» What is needed: Copy out, exactly as written, only the line containing "A single point marks each instance of the alpaca nose" and the lines after it through the end of the records.

» Source material:
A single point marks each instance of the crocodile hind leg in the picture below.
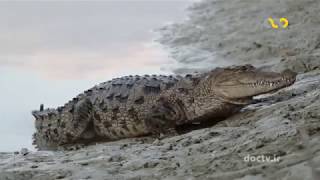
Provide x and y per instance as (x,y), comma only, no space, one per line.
(162,117)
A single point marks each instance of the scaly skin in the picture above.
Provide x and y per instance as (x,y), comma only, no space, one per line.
(133,106)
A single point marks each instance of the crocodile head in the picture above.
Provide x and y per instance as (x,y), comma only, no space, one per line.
(238,84)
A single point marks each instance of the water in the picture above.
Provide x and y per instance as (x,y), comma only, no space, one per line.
(52,51)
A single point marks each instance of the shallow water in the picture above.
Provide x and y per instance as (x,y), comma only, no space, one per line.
(50,52)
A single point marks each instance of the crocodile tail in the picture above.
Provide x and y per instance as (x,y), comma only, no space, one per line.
(76,126)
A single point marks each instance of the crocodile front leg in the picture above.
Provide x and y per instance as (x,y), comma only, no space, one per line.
(163,117)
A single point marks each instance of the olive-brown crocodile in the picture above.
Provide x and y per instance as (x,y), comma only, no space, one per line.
(133,106)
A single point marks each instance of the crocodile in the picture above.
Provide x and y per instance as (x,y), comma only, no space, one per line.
(134,106)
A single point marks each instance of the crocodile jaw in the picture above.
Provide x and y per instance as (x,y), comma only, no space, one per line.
(242,86)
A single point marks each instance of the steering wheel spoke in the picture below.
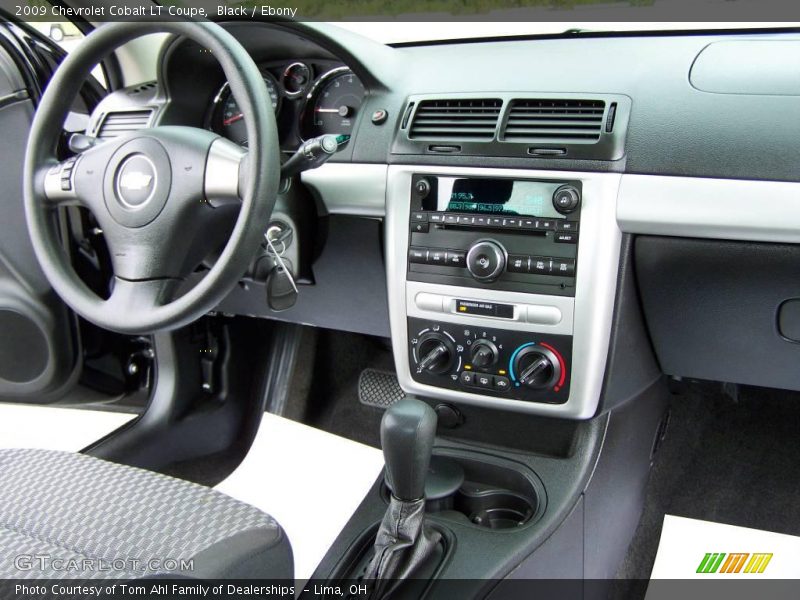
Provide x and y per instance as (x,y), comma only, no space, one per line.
(59,183)
(165,197)
(130,298)
(224,171)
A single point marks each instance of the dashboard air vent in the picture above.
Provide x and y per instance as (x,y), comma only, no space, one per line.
(553,121)
(119,123)
(456,119)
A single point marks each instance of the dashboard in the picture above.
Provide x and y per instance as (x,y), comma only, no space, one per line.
(527,218)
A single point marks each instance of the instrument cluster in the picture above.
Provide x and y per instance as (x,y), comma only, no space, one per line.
(309,98)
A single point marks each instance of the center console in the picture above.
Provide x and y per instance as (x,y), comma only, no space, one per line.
(501,285)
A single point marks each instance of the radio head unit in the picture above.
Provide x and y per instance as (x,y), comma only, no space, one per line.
(504,233)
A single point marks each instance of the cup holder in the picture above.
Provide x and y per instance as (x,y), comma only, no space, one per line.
(495,509)
(495,494)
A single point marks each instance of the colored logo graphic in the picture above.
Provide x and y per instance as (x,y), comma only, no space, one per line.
(742,562)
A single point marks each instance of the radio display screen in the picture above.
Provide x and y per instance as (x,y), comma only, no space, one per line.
(501,197)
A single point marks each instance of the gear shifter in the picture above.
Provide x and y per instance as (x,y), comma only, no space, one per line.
(407,432)
(404,544)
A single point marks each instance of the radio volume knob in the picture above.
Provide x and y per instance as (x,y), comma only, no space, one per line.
(486,260)
(566,199)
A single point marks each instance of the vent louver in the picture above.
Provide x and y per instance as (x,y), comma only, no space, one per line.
(456,119)
(119,123)
(553,121)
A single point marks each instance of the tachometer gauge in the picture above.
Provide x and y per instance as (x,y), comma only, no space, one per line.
(228,119)
(295,79)
(333,104)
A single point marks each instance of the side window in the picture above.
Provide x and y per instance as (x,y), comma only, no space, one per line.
(67,36)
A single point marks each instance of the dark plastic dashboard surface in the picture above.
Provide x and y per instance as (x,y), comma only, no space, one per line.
(674,128)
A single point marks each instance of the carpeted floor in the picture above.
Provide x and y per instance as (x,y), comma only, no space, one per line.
(332,402)
(727,461)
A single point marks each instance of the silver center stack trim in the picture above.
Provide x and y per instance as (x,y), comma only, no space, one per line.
(593,305)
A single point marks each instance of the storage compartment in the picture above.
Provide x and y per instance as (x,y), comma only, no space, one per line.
(713,308)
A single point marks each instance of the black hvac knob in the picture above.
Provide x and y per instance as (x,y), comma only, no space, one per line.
(483,354)
(486,260)
(566,199)
(435,353)
(537,367)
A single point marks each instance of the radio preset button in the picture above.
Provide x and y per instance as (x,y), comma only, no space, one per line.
(545,224)
(518,263)
(456,258)
(564,266)
(418,255)
(541,265)
(420,227)
(423,188)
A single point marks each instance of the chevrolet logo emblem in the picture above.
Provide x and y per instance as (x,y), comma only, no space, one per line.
(135,180)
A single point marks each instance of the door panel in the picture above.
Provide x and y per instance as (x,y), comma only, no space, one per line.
(38,357)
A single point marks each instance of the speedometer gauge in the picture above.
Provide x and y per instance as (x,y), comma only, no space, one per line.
(333,104)
(229,120)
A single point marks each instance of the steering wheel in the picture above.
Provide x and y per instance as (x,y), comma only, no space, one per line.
(158,194)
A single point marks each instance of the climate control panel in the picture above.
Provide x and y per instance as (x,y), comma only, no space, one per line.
(495,362)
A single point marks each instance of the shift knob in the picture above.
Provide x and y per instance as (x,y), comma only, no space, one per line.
(408,429)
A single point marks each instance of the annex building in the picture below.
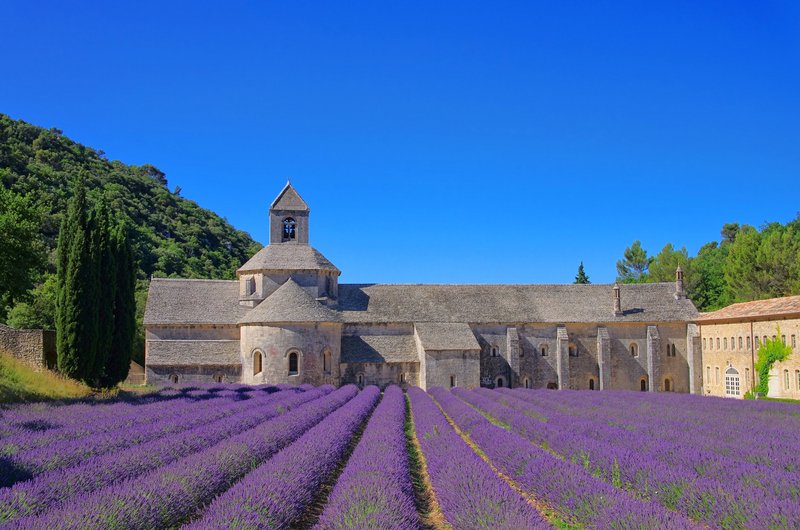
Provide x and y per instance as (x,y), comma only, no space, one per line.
(287,319)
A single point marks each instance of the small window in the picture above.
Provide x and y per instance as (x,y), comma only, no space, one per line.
(289,229)
(326,362)
(258,361)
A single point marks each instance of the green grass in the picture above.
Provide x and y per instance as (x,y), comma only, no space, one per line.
(20,383)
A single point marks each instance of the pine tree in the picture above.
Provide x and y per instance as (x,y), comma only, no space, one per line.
(76,321)
(124,329)
(581,277)
(104,257)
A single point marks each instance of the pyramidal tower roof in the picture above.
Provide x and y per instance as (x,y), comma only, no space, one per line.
(290,303)
(289,199)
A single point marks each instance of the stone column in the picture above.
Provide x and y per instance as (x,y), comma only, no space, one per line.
(694,358)
(604,357)
(562,357)
(653,349)
(512,347)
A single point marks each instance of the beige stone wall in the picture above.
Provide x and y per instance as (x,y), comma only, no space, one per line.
(34,347)
(734,345)
(276,343)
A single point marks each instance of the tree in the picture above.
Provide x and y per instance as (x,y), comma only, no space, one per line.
(581,277)
(21,249)
(124,331)
(76,310)
(634,265)
(665,263)
(772,351)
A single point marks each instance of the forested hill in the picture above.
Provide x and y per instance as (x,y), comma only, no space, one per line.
(173,235)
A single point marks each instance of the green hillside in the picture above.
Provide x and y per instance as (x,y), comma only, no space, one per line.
(172,236)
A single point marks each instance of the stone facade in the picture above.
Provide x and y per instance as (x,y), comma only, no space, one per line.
(286,319)
(35,347)
(730,340)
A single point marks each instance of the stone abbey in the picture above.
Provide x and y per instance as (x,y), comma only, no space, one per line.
(287,319)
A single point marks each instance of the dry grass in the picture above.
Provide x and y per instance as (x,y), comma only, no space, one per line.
(20,383)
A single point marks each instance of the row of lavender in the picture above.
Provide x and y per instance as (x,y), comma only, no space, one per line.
(635,443)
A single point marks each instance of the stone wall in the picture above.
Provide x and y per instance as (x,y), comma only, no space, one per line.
(34,347)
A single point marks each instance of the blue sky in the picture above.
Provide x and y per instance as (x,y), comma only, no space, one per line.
(463,142)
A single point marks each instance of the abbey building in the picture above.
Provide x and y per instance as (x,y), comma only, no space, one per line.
(287,319)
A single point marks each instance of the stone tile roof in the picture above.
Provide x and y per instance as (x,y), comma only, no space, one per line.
(289,303)
(758,309)
(179,301)
(379,348)
(288,256)
(446,336)
(289,199)
(475,304)
(201,352)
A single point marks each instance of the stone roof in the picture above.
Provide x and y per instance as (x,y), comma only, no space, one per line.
(289,199)
(289,303)
(288,256)
(379,348)
(756,310)
(446,336)
(474,304)
(179,301)
(200,352)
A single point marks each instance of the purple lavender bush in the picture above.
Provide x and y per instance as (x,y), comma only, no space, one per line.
(374,492)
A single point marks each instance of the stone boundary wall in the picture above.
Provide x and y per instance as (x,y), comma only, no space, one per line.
(35,347)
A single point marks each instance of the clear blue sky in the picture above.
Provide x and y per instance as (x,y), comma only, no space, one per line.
(470,142)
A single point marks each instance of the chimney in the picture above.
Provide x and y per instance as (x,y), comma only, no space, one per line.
(680,294)
(617,301)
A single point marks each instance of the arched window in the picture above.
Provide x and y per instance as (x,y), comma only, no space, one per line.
(731,381)
(289,229)
(326,362)
(258,362)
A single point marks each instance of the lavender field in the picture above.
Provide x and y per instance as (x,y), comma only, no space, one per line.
(235,456)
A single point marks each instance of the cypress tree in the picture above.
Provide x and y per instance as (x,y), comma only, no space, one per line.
(103,249)
(76,321)
(124,329)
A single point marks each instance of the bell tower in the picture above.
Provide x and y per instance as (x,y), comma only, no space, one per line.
(288,218)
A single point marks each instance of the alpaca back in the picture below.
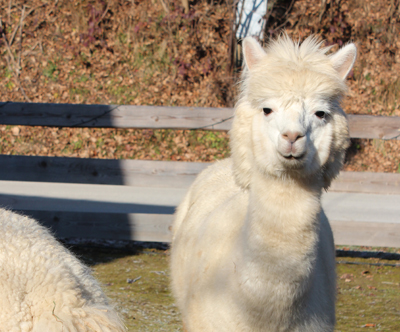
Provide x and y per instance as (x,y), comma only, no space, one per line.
(43,286)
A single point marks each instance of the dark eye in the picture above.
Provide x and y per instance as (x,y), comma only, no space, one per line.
(267,111)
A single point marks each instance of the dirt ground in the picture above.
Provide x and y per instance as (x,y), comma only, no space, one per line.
(138,284)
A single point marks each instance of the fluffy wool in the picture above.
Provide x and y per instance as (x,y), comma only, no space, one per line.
(44,287)
(252,248)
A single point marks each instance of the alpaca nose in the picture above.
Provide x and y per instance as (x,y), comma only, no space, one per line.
(292,136)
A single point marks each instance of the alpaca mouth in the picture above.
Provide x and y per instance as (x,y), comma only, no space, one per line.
(291,157)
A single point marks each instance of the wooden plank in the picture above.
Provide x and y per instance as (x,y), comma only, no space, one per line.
(370,126)
(366,233)
(115,116)
(109,226)
(367,182)
(131,116)
(150,173)
(359,207)
(140,173)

» Full response:
A single point marks each instance of the alpaca nose in the picture above.
Provide x and y per instance as (x,y), comma only, no space, one per line.
(292,136)
A single point marks each instance of the alpaca mouth in the picture above.
Provide x and y per instance as (x,y), comma only, no space, one per line.
(291,157)
A single point marks each instance of the wooden plank in the picture above.
Provide x and y per instance as (x,y), comma only, no space, one per line.
(370,126)
(366,233)
(115,116)
(109,226)
(367,182)
(131,116)
(150,173)
(359,207)
(140,173)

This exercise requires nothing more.